*DATA*:
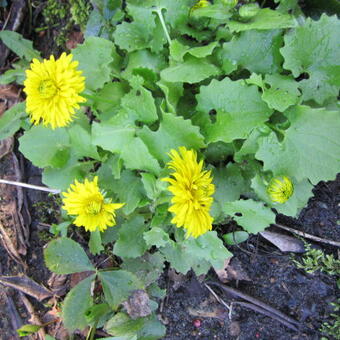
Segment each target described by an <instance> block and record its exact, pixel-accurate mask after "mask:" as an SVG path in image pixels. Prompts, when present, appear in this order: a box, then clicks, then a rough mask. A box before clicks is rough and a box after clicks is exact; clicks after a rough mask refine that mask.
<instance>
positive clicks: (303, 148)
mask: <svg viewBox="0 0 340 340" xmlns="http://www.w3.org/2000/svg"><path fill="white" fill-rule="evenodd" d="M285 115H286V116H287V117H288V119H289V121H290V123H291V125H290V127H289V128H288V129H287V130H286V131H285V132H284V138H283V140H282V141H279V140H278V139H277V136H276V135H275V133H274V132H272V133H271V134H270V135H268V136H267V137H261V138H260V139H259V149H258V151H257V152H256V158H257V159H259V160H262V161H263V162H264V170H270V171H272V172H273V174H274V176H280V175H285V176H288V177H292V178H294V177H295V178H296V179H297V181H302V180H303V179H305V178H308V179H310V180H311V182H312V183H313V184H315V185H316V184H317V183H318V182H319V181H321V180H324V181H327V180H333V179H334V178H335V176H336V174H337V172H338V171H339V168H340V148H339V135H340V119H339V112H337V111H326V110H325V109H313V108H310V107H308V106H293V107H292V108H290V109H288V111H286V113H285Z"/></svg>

---

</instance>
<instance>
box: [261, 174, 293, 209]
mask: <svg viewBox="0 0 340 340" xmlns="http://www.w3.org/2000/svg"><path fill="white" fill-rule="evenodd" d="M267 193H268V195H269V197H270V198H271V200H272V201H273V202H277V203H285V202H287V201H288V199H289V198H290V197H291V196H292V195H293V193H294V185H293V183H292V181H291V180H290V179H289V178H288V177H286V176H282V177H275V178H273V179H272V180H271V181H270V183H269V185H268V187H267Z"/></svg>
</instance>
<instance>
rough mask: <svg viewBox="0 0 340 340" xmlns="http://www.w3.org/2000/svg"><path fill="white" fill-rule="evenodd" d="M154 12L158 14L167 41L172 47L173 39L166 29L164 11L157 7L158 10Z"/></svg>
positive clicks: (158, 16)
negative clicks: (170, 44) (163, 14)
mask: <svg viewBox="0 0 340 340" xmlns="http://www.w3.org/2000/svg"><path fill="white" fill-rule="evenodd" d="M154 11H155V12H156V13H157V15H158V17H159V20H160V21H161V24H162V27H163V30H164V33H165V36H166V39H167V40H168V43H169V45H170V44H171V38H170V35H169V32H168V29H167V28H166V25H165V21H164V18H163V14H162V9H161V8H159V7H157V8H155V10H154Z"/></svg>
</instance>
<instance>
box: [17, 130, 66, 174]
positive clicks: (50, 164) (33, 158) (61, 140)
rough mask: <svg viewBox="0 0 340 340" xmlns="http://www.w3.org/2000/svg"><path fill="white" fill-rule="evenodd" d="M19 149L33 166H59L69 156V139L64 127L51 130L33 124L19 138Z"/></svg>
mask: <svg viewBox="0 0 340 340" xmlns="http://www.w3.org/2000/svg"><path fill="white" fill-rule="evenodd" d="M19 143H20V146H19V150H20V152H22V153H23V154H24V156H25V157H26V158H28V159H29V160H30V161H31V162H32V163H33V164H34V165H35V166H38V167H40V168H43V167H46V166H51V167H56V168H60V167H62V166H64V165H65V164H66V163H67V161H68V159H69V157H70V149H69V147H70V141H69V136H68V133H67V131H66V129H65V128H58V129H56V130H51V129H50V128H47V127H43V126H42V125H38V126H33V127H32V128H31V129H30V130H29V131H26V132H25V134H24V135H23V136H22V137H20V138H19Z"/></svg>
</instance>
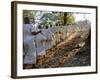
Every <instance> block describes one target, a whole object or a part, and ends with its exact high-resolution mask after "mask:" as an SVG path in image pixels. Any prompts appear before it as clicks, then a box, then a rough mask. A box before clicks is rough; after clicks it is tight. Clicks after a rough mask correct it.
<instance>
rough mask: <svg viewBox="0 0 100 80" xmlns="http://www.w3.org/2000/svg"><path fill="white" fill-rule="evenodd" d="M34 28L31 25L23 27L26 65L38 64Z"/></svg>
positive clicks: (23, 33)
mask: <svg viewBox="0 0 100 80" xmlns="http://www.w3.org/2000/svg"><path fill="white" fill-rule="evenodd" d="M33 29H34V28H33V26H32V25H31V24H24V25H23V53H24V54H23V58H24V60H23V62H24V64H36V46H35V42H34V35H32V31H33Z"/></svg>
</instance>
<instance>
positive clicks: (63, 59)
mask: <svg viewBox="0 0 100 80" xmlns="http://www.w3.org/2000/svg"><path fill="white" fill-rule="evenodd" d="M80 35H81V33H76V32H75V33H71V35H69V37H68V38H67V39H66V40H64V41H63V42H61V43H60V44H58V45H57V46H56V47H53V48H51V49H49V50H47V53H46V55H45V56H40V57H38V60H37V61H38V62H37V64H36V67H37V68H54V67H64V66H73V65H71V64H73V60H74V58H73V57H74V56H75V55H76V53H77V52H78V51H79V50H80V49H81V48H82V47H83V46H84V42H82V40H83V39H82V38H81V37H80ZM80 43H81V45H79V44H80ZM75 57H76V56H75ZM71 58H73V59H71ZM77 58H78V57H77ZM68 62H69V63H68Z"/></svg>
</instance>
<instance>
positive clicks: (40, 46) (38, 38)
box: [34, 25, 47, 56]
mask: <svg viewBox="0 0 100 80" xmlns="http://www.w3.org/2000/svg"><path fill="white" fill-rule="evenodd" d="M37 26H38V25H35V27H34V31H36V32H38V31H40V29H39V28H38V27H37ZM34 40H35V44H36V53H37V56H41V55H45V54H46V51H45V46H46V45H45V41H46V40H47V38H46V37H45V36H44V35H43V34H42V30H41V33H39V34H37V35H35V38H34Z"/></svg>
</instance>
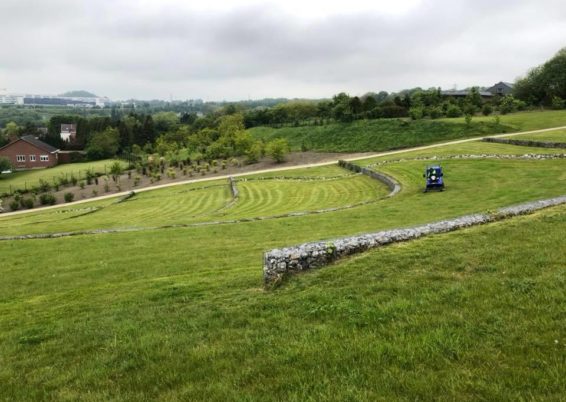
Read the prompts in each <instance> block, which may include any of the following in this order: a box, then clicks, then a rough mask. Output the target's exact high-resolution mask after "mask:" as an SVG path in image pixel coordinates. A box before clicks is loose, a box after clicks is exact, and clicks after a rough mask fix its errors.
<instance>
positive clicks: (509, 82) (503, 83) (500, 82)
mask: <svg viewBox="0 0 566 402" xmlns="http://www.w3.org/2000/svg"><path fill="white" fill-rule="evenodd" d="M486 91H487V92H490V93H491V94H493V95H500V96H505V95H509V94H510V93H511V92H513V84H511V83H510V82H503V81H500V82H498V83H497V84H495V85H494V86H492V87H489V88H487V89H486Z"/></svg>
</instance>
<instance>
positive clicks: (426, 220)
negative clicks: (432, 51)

---

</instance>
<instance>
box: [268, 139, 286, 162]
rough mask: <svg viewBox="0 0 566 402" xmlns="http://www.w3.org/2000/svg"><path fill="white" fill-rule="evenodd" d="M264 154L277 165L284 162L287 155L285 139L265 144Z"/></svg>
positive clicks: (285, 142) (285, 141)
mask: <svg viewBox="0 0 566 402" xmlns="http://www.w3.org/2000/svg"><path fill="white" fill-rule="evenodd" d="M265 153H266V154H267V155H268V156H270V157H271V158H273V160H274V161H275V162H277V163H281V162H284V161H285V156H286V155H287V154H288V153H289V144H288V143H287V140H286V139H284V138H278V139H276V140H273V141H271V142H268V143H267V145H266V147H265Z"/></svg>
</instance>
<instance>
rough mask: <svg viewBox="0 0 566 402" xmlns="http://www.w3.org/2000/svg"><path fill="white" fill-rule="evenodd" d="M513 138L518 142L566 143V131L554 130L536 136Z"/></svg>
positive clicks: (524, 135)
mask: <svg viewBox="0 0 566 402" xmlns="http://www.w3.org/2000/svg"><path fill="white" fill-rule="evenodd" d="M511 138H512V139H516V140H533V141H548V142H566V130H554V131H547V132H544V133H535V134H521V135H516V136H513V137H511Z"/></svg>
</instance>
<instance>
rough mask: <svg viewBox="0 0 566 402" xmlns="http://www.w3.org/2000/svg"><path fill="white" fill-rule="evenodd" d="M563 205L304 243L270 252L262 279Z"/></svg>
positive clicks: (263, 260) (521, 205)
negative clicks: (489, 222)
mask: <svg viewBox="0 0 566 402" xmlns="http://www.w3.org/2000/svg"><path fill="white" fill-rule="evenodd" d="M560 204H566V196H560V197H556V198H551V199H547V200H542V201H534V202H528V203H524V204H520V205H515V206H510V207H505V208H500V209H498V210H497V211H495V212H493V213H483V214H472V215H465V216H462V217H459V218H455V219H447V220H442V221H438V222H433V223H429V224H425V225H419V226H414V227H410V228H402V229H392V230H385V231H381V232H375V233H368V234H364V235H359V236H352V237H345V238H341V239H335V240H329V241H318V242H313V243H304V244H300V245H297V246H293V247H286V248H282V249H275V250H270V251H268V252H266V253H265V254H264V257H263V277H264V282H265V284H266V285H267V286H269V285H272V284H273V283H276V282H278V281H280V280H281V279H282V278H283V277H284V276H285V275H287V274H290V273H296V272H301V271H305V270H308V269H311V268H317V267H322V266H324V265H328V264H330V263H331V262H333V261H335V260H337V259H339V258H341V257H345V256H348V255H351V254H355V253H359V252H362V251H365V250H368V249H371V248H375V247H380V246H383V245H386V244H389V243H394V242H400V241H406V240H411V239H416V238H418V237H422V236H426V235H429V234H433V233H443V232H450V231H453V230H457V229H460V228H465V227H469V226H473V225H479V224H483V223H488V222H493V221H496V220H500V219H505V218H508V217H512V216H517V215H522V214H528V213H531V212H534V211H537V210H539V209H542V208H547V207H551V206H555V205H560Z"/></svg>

*WORK ITEM*:
Count the lines of the records above that contain the word "then", and give only that number.

*ANSWER TO THIS PROBLEM*:
3